◆ **Текст для чтения**:

По-настоящему публика всколыхнулась только по выходе «Голубого ангела» (1930) Д. фон Штернберга. Это был первый немецкий звуковой фильм, где, благодаря наличию звука, достигалась художественная целостность, потому что по сценарию Марлен Дитрих в образе ресторанной певички должна была завлекать главного героя, в том числе и магией исполнения. А это уже драматическая функция. Или петушиное кукареканье учителя в финале, когда он, не выдержав, бросается на Лолу с желанием убить. Если бы фильм не был звуковым, передать волшебство интонаций Марлен Дитрих было бы на порядок сложнее, а уж о характере звуков, издаваемых бывшим учителем и говорить не приходится. Кроме того, в «Голубом ангеле» молодой и талантливый Штернберг при общей безыскусности сюжета очень хитро вовлекает зрителя в происходящее на экране. Добивается он этого трансформациями видеоряда, когда в кадре поочерёдно оказываются различные вещи-символы, которые зритель уже самостоятельно соотносит с тем, что происходит. Сюжетная канва, таким образом, как бы подаётся в подсознание и только потом осознаётся буквально.

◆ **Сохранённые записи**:

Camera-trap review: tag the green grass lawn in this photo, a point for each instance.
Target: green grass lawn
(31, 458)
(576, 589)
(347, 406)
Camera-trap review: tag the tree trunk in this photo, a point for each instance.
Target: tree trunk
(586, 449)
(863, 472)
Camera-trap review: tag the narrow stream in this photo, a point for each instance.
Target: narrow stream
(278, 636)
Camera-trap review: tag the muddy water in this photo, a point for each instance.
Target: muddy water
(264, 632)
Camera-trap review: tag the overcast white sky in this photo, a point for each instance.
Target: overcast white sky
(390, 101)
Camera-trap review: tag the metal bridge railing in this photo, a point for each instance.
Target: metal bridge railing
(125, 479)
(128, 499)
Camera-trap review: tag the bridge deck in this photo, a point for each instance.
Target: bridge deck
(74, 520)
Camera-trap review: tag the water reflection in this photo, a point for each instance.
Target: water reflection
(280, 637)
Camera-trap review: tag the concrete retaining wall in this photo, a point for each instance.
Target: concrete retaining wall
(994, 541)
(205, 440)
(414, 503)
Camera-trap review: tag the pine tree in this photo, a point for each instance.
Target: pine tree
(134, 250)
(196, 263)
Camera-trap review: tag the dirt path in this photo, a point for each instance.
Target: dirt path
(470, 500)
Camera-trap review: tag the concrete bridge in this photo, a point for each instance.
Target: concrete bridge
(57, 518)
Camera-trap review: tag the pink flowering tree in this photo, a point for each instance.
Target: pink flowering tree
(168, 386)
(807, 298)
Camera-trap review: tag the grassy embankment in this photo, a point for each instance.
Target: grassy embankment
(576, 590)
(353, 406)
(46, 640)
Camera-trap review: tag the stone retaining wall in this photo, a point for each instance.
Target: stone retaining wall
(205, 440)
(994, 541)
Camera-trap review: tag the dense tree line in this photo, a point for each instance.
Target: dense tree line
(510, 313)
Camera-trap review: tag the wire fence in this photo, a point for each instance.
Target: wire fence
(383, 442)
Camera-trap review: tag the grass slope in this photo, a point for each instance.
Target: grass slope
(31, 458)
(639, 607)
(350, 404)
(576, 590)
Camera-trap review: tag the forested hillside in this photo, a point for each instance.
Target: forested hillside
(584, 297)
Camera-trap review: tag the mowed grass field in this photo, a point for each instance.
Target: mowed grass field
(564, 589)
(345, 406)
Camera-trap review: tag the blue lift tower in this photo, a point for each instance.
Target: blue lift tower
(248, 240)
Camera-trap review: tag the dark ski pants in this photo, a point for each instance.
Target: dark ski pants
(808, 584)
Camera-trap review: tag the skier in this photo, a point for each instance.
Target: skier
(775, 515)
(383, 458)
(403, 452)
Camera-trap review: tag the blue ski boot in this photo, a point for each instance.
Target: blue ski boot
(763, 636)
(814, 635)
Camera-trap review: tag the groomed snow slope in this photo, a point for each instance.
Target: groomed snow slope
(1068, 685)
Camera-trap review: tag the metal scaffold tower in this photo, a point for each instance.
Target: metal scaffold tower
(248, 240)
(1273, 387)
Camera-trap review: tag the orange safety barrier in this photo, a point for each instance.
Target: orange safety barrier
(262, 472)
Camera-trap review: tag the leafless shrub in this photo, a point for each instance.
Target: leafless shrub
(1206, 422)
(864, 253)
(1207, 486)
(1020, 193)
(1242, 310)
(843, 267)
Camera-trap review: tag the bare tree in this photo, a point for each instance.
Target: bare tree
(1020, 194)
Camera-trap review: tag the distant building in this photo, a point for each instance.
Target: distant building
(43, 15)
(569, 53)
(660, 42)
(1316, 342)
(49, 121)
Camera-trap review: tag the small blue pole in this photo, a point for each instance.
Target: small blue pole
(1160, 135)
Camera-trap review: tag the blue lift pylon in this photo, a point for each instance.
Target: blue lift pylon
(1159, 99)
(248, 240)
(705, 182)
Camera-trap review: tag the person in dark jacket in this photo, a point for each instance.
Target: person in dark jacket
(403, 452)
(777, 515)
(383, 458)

◆ **Задачи для решения**:
A - Ответьте на вопросы по тексту о фильме «Голубой ангел»:
(i) В каком году вышел фильм?
(ii) В образе кого выступает Марлен Дитрих?
(iii) Какой звук издаёт учитель в финале?
B - Продолжите текст о фильме «Голубой ангел» после его последнего предложения.
Строки к этой работе отношения не имеют.

◆ **Письменные ответы**:
A -
(i) В 1930 году.
(ii) В образе ресторанной певички.
(iii) Петушиное кукареканье.

B -
Другой шедевр этого периода назван режиссёром «М» (1930; Ф. Ланг). В названии скрыта некая загадка, и большую часть экранного времени зритель ощущает себя участником какой-то сложноорганизованной деятельности по поимке неизвестного преступника, убившего ребёнка. Финальная реплика фильма сообщает зрителю о том, что убийца всегда ходит среди людей, и что необходимо быть внимательным к собственным детям, чтобы у убийцы не осталось и шанса проявить себя в деле.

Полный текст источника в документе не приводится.